Task objective → Reproduce the lines below word for word, starting with the line that contains "of the dark" and continuing through the end of the lines, both ends included, and give nothing else.

***** Exercise input *****

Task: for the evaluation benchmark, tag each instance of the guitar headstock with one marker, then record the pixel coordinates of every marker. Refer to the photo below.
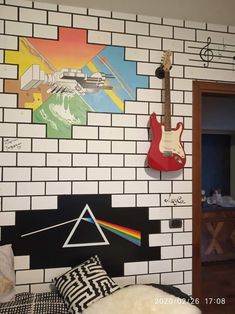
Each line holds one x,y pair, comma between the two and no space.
166,60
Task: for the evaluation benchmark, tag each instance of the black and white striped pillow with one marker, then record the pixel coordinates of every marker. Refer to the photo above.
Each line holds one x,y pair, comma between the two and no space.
84,284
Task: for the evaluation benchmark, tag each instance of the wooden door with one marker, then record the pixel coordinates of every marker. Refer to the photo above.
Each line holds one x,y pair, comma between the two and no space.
200,88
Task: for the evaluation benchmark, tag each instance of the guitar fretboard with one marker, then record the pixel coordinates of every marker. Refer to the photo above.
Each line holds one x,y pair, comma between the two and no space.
167,113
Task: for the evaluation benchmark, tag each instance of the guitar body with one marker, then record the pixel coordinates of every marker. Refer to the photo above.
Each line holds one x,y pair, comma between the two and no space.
166,152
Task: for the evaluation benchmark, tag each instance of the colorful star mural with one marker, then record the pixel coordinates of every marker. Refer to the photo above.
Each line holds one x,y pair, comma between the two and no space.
61,80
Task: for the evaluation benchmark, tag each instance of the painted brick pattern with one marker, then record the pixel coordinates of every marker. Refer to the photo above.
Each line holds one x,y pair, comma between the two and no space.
108,155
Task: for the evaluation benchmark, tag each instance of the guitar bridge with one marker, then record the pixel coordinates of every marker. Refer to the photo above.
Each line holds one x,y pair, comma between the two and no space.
167,154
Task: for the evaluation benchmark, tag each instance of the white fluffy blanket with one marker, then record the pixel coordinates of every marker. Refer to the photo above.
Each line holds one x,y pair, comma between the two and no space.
141,299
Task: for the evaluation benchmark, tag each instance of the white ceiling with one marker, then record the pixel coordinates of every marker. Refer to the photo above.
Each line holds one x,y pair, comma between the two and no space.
211,11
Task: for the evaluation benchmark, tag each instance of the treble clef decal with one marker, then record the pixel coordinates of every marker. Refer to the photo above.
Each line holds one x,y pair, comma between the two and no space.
206,53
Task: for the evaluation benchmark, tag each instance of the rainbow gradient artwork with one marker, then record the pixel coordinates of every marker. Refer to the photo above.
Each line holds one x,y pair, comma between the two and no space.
129,234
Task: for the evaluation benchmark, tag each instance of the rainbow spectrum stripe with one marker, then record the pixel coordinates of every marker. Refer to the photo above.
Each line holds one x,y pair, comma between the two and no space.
131,235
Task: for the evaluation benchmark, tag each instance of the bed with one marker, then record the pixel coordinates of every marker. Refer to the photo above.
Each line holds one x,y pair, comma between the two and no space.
88,289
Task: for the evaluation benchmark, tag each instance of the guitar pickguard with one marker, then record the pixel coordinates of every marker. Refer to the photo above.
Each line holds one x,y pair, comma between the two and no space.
170,142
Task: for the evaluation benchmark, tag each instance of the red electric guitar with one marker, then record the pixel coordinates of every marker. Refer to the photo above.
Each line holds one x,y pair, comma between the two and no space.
166,152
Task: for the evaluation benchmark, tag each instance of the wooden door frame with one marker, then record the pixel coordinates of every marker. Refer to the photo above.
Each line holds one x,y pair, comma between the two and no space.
200,88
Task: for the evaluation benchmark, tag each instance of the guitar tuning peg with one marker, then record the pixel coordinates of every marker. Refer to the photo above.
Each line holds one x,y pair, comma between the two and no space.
160,73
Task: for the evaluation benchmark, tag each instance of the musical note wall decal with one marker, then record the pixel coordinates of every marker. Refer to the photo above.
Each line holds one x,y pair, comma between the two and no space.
213,54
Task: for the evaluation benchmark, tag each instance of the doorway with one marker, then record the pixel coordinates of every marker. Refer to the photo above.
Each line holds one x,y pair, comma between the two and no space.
201,88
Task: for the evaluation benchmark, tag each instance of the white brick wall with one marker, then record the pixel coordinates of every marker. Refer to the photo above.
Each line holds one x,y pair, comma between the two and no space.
30,15
108,154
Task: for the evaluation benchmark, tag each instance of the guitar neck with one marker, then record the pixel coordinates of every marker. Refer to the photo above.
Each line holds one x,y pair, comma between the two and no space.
167,114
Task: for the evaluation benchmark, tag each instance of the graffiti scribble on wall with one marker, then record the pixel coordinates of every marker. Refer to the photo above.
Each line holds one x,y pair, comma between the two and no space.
61,80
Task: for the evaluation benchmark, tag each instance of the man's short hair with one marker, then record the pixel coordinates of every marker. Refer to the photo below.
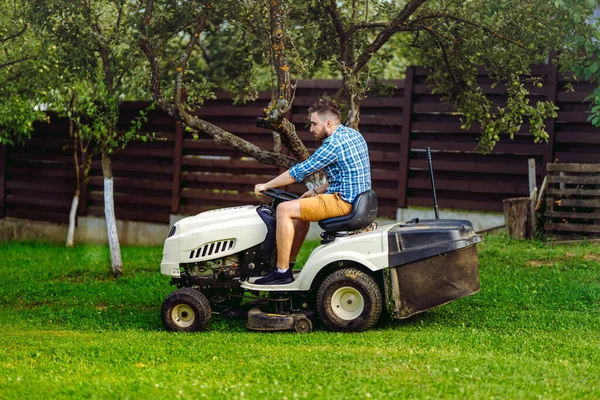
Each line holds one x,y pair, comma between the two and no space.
325,108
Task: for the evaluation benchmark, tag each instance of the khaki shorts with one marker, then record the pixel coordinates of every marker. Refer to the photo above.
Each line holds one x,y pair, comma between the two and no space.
323,206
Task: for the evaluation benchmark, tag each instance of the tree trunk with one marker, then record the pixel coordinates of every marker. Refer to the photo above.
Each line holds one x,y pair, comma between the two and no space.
72,218
109,213
517,212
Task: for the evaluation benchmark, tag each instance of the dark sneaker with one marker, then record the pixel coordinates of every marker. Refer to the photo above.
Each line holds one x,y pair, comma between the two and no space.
276,278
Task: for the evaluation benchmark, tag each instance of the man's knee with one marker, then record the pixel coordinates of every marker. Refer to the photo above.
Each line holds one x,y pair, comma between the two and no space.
289,209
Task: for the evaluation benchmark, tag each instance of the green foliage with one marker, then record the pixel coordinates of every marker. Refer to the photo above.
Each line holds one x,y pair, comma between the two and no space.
505,38
72,330
98,59
24,60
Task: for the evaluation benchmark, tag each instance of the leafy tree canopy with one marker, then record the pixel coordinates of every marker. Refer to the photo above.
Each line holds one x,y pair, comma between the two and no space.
197,45
24,62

*****

Answer →
Task: for the evaluation benchmark, tag each instance of the dark sneaker with one marker, then record the pixel coordinates of every marker. Refer to the photo above.
Each line holds one x,y pair, comma between the two and no space.
276,278
Task: for the evaluation benchmark, tag each instance of the man's knee with one marker, then record the pixel coordinates of every marker. Refer to the photo above.
Each line holds one x,y pair, comma between the two and no space.
289,209
Task: for the evaluation benchmark, tag each instance of the green foliage with one marker, then record the pixel coordinates of every marker. Refer to the photo above.
Each line holds one x,y pair, comma between the two and no space.
505,38
72,330
98,59
24,60
Task: for the evaluation benchmark, tag each instance of the leafy tree canopy with one marker, then record the pixel coordinates of every marker. Refer to the photo above.
Each line holds one x,y pair, comma between the two and no space.
197,45
24,62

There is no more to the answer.